EXERCISE INPUT:

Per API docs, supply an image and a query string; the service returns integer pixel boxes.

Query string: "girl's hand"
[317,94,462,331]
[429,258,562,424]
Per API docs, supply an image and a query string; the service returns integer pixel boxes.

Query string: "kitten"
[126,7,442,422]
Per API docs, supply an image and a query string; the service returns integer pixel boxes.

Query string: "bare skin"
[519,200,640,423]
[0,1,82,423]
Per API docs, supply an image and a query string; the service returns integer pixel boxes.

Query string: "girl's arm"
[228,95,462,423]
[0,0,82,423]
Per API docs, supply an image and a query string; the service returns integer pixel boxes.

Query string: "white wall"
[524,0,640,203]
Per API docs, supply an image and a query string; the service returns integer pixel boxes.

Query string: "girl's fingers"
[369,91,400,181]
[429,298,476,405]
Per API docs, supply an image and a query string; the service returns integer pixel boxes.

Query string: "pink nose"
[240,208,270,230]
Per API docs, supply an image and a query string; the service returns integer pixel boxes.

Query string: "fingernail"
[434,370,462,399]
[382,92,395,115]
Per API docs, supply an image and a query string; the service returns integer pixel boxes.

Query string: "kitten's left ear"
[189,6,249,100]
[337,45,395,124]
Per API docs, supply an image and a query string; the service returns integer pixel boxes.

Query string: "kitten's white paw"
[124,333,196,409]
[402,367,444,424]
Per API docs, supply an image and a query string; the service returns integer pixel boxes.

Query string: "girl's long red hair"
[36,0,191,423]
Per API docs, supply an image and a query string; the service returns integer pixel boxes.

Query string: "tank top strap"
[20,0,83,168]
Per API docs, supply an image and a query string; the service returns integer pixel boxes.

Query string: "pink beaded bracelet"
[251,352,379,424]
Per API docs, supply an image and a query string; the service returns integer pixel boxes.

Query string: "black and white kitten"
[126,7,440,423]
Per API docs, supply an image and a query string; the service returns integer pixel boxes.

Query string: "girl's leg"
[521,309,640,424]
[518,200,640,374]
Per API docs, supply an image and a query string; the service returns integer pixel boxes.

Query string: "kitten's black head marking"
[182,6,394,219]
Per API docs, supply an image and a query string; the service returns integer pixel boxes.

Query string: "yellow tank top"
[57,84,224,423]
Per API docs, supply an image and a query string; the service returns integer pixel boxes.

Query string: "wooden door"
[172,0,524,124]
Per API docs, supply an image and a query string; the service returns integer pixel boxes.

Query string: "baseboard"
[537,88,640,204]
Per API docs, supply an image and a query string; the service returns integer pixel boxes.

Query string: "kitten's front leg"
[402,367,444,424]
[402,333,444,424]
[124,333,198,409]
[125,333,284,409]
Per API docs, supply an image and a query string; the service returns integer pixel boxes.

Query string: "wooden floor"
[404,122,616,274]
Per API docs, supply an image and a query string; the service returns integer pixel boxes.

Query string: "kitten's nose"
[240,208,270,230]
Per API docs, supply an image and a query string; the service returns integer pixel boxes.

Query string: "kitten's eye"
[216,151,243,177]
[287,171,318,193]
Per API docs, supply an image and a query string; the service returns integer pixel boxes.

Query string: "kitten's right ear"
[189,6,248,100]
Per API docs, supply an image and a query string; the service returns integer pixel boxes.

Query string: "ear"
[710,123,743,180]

DO THIS: Please repeat the records from the start through the line containing "[429,298,476,405]", inclusive, substituting "child's" for "girl's" and leaving everything else unchanged.

EXERCISE RESPONSE:
Per API docs, supply an image and a query string; the service returns integer pixel boxes.

Query string: "child's hand"
[317,94,462,331]
[429,258,562,424]
Per API docs, supply an image and a query string; the service returns integer pixel boxes.

Query string: "kitten"
[126,7,442,422]
Per API docs, supply an image and a query string; the service returns integer pixel boxes.

Query string: "bare skin"
[519,200,640,423]
[0,1,82,423]
Per API docs, supply an image and a query string; the service returns integer pixel boxes.

Query string: "child's arm"
[228,95,462,423]
[0,0,82,423]
Per API docs, supply an image and a query string; the service returns integer pixel boxes.

Query string: "white wall"
[524,0,640,203]
Per API docs, supply an image and a query string; the service returns integer pixel boxes.

Query string: "child's fingers"
[369,91,400,181]
[429,298,476,405]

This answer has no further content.